◆ Given records
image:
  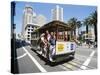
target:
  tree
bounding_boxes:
[89,11,97,42]
[83,17,91,38]
[83,10,97,43]
[76,21,82,39]
[67,17,82,39]
[67,18,77,39]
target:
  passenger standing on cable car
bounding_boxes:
[49,32,56,61]
[45,30,51,58]
[40,33,47,56]
[64,35,67,41]
[45,30,51,42]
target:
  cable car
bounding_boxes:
[31,21,76,62]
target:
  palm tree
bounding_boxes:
[76,21,82,39]
[83,17,91,38]
[83,10,97,44]
[67,18,77,39]
[89,11,97,42]
[83,11,97,45]
[67,18,82,40]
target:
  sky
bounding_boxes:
[14,1,97,34]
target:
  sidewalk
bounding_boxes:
[77,45,97,50]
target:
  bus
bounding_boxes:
[31,21,76,62]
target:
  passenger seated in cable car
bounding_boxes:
[64,35,67,41]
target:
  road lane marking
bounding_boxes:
[80,50,95,70]
[59,65,70,71]
[22,47,47,72]
[68,61,80,67]
[63,61,82,70]
[90,50,95,57]
[17,53,27,59]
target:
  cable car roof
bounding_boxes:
[38,20,73,31]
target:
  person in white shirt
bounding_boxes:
[49,32,56,61]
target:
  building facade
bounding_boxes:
[51,5,63,21]
[87,26,95,41]
[21,5,39,43]
[24,24,39,43]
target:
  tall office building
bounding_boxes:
[51,5,63,21]
[21,5,39,43]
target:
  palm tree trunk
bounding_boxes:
[86,25,88,38]
[86,25,88,44]
[78,28,79,40]
[71,31,73,40]
[74,29,76,39]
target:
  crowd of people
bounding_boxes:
[86,39,97,48]
[39,30,56,61]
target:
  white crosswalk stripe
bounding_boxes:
[22,47,47,72]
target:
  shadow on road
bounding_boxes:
[31,48,74,67]
[49,58,74,67]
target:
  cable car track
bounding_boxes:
[71,58,95,69]
[60,58,95,71]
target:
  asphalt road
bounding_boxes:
[12,40,97,74]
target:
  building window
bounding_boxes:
[27,35,30,37]
[27,38,30,40]
[32,26,33,28]
[28,29,30,31]
[28,32,30,34]
[31,29,33,31]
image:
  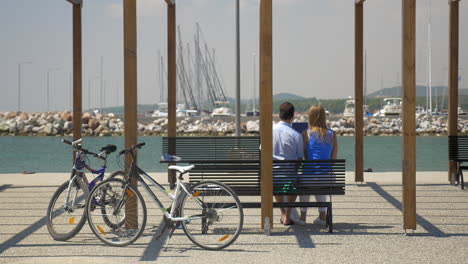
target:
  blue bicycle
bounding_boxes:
[46,138,124,241]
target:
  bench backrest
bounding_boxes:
[162,136,260,161]
[188,160,346,196]
[448,136,468,161]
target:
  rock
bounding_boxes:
[99,130,111,137]
[32,126,43,133]
[419,121,430,129]
[246,120,259,132]
[107,113,115,118]
[88,119,99,130]
[23,125,33,133]
[45,115,54,123]
[7,121,17,133]
[6,112,17,119]
[61,112,72,121]
[63,121,72,130]
[95,125,108,135]
[0,123,9,132]
[43,123,54,135]
[82,112,92,124]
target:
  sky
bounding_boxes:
[0,0,467,112]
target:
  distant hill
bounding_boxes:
[368,85,468,98]
[226,92,305,105]
[273,93,305,101]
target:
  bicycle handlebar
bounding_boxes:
[118,142,146,156]
[62,138,82,146]
[62,138,105,161]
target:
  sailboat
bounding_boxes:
[152,51,168,118]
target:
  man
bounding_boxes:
[273,102,304,225]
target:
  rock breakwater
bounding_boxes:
[0,111,466,136]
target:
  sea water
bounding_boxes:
[0,136,447,173]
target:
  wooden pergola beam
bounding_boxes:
[72,3,82,146]
[354,0,365,183]
[402,0,417,231]
[259,0,273,230]
[123,0,138,227]
[448,0,460,184]
[166,1,177,189]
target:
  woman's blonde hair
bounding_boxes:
[308,105,330,143]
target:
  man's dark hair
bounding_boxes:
[279,102,295,121]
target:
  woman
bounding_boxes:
[299,105,338,225]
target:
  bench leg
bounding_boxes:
[461,169,465,190]
[327,205,333,233]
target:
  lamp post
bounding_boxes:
[47,67,61,111]
[235,0,241,136]
[18,61,32,112]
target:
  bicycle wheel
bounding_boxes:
[47,180,87,241]
[181,181,243,250]
[108,170,125,180]
[101,171,127,229]
[86,178,147,247]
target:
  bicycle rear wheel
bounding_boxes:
[86,179,147,247]
[47,180,87,241]
[181,181,243,250]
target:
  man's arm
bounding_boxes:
[301,130,308,160]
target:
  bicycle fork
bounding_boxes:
[63,173,89,212]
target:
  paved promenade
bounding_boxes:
[0,171,467,264]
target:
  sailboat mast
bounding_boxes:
[364,49,367,107]
[428,2,433,115]
[253,52,257,112]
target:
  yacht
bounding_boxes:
[211,100,233,117]
[458,106,467,116]
[151,102,168,117]
[343,97,355,117]
[416,105,426,118]
[211,107,233,117]
[343,97,369,117]
[379,98,402,116]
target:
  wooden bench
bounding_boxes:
[162,136,346,232]
[448,135,467,189]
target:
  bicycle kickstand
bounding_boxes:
[163,226,177,251]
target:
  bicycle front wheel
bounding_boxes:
[47,180,87,241]
[86,179,147,247]
[181,181,243,250]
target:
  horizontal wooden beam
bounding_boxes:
[66,0,82,6]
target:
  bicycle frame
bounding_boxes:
[63,150,108,210]
[119,160,197,222]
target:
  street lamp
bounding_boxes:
[18,61,32,112]
[47,67,61,111]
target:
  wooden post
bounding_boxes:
[259,0,273,230]
[354,0,365,183]
[72,4,82,148]
[448,0,460,184]
[167,1,177,189]
[401,0,417,231]
[123,0,138,228]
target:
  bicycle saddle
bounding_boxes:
[168,165,194,174]
[101,144,117,154]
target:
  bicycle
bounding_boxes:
[46,138,124,241]
[85,142,244,250]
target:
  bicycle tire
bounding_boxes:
[47,180,87,241]
[86,178,147,247]
[101,171,127,229]
[181,180,243,250]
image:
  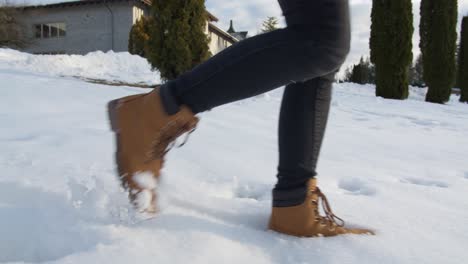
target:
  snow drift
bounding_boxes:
[0,48,160,85]
[1,48,468,264]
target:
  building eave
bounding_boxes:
[208,23,238,43]
[206,11,219,22]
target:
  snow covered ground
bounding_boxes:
[1,49,468,264]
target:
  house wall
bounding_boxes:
[207,25,233,55]
[19,2,137,54]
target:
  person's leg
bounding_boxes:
[273,73,334,206]
[160,0,350,115]
[107,0,358,224]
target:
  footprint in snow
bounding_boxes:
[0,134,39,142]
[338,178,376,196]
[411,119,441,127]
[400,177,448,188]
[234,183,271,201]
[353,116,369,122]
[463,172,468,180]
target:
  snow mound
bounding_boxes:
[0,48,160,85]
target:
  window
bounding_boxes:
[51,24,58,37]
[58,23,66,37]
[43,24,50,38]
[34,23,66,39]
[133,7,144,24]
[35,25,41,38]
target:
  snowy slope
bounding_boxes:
[1,49,468,264]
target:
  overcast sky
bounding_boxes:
[206,0,468,69]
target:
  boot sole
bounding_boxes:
[107,98,125,178]
[107,99,120,133]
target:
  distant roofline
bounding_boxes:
[20,0,149,9]
[19,0,220,21]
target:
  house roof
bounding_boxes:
[231,31,248,40]
[226,20,248,40]
[21,0,148,9]
[20,0,219,21]
[208,23,238,44]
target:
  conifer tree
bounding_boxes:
[147,0,210,81]
[455,43,460,88]
[128,17,150,57]
[459,16,468,103]
[0,6,27,48]
[420,0,458,103]
[346,57,375,84]
[186,0,211,65]
[261,17,279,33]
[370,0,413,99]
[409,54,425,87]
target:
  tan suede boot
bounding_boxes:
[269,179,374,237]
[108,88,198,213]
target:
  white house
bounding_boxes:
[13,0,240,55]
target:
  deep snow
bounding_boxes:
[1,49,468,264]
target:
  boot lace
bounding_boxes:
[147,117,198,161]
[311,187,345,230]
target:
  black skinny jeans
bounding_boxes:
[160,0,350,204]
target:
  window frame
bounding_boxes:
[34,22,67,39]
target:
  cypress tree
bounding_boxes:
[420,0,458,103]
[460,16,468,103]
[370,0,413,99]
[147,0,210,81]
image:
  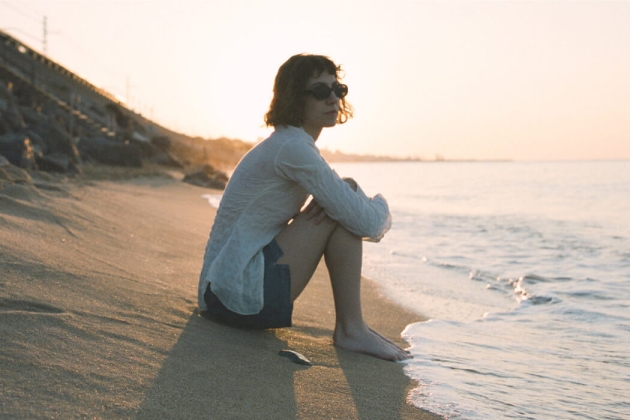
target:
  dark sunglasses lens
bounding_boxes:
[334,84,348,98]
[311,85,332,100]
[309,84,348,100]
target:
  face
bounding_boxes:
[301,71,341,141]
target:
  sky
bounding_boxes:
[1,0,629,161]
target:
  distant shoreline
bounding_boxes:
[321,149,513,164]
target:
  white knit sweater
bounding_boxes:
[198,125,391,314]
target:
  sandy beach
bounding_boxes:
[0,165,441,419]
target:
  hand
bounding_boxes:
[343,177,358,192]
[302,198,331,225]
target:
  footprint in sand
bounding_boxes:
[0,298,65,315]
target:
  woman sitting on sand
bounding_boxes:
[198,53,410,362]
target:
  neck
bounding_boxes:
[301,125,322,141]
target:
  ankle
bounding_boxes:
[334,319,369,339]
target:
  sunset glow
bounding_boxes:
[1,0,628,160]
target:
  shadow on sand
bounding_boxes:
[135,311,302,419]
[136,311,441,419]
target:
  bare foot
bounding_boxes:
[333,322,412,362]
[368,327,412,354]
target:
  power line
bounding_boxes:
[0,5,155,115]
[0,1,44,52]
[2,21,124,87]
[0,26,40,43]
[0,1,41,23]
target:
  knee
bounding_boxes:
[286,211,339,239]
[331,223,361,243]
[293,208,339,229]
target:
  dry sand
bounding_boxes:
[0,165,442,419]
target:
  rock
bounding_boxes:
[182,164,228,190]
[0,81,10,93]
[0,116,12,136]
[0,133,38,170]
[21,128,46,156]
[2,100,25,133]
[0,82,12,104]
[36,152,73,173]
[78,136,143,168]
[150,135,172,152]
[19,106,46,126]
[133,139,161,158]
[147,151,184,168]
[104,103,131,129]
[278,350,312,366]
[41,119,81,164]
[132,131,149,143]
[10,83,37,108]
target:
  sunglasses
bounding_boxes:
[305,82,348,100]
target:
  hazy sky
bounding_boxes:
[1,1,629,160]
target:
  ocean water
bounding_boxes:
[329,161,630,420]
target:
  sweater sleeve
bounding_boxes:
[274,136,391,241]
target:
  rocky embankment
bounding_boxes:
[0,30,250,192]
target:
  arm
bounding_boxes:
[304,177,358,224]
[275,138,391,241]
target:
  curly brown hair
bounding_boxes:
[264,54,353,128]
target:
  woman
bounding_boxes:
[198,54,410,361]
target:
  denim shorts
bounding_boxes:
[203,239,293,329]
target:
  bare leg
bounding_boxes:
[275,213,410,362]
[324,226,410,361]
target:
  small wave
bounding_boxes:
[561,289,615,301]
[519,274,575,285]
[519,274,552,283]
[522,295,555,305]
[402,300,630,420]
[424,258,472,274]
[389,250,428,262]
[552,306,624,323]
[469,269,497,283]
[507,276,557,305]
[437,262,470,273]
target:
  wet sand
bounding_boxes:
[0,165,441,419]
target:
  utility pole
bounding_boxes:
[126,75,130,106]
[43,16,47,55]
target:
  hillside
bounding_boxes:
[0,29,251,178]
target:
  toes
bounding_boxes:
[333,325,413,362]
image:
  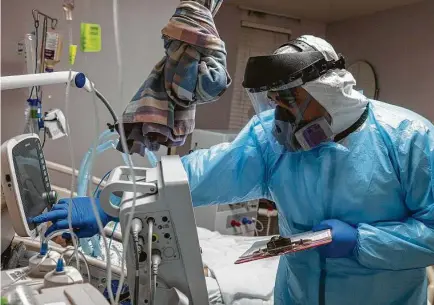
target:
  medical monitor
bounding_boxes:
[1,134,53,237]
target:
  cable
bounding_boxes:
[252,217,264,236]
[108,222,118,253]
[113,1,138,304]
[152,274,157,303]
[150,249,161,305]
[95,88,118,124]
[44,229,79,246]
[266,218,271,236]
[41,128,47,148]
[131,233,140,305]
[93,170,112,197]
[147,218,154,302]
[129,218,142,305]
[63,18,80,272]
[62,247,91,283]
[87,81,115,305]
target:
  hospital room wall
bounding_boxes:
[1,0,179,188]
[198,4,326,129]
[326,0,434,122]
[179,4,327,155]
[195,4,327,129]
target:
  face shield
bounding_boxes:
[243,39,346,153]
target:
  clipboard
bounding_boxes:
[235,229,332,264]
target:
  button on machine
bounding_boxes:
[242,217,252,225]
[230,220,241,227]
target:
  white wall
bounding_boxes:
[327,0,434,121]
[1,0,178,188]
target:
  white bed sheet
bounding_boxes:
[198,227,279,305]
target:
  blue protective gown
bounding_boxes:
[181,100,434,305]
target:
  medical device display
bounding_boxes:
[1,134,55,237]
[191,129,259,236]
[100,156,209,305]
[235,229,332,264]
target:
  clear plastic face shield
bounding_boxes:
[243,41,345,153]
[247,86,334,152]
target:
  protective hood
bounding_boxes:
[276,35,369,134]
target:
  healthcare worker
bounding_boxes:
[31,35,434,305]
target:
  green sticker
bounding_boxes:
[1,296,8,305]
[80,23,101,52]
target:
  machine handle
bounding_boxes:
[99,166,157,218]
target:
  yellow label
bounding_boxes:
[69,44,77,65]
[80,23,101,52]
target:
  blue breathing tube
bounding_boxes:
[77,130,123,256]
[76,130,158,256]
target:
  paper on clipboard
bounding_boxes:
[235,229,332,264]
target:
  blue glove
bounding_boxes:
[30,197,117,238]
[312,219,357,258]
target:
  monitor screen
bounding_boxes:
[12,137,50,230]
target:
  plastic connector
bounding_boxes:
[242,217,252,225]
[130,218,143,242]
[40,242,48,256]
[55,259,64,273]
[151,249,162,276]
[231,220,241,227]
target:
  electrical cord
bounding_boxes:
[62,247,91,283]
[112,2,138,303]
[131,232,140,305]
[108,222,118,253]
[93,170,112,197]
[267,218,271,236]
[86,82,115,304]
[41,128,47,148]
[94,88,118,124]
[130,219,142,305]
[150,249,161,305]
[252,217,264,236]
[147,218,154,302]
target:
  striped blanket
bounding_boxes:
[117,0,231,154]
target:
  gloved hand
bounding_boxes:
[312,219,357,258]
[30,197,118,238]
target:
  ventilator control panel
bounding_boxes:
[138,211,180,263]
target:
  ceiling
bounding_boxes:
[226,0,425,23]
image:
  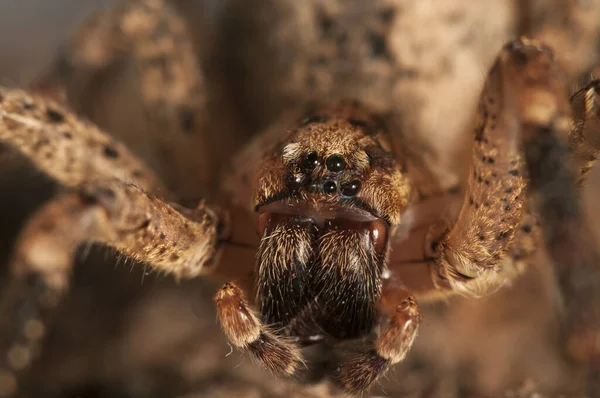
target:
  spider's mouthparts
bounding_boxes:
[257,198,379,227]
[257,202,389,257]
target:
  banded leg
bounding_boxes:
[214,282,302,376]
[0,179,221,398]
[337,295,421,394]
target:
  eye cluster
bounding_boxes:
[291,151,362,197]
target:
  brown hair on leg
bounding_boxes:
[429,39,571,298]
[214,282,302,376]
[569,80,600,183]
[0,179,221,397]
[337,295,421,394]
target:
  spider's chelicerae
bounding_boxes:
[1,0,600,397]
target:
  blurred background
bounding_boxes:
[0,0,111,86]
[1,1,600,397]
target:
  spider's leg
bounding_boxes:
[336,294,421,394]
[0,179,222,398]
[420,39,568,298]
[569,80,600,183]
[214,282,303,376]
[0,87,163,193]
[34,0,235,201]
[412,39,600,299]
[383,38,600,393]
[0,88,232,397]
[386,42,600,301]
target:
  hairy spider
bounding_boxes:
[1,0,600,397]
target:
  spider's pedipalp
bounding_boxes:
[0,179,221,397]
[337,295,421,394]
[215,282,303,376]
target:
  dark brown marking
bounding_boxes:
[33,138,50,151]
[367,30,391,60]
[378,8,396,23]
[496,231,510,240]
[300,115,329,126]
[317,9,333,35]
[46,108,65,123]
[103,145,119,159]
[21,100,35,110]
[179,107,196,132]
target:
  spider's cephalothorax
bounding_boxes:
[254,102,410,340]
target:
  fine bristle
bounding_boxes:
[247,332,303,376]
[337,349,390,394]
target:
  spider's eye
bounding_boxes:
[341,180,361,196]
[323,181,338,194]
[325,154,346,172]
[302,151,320,171]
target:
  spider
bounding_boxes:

◆ Task brief
Determine how many lines of the listing include the word "blue" and report nothing but the number.

◆ Answer to this task
4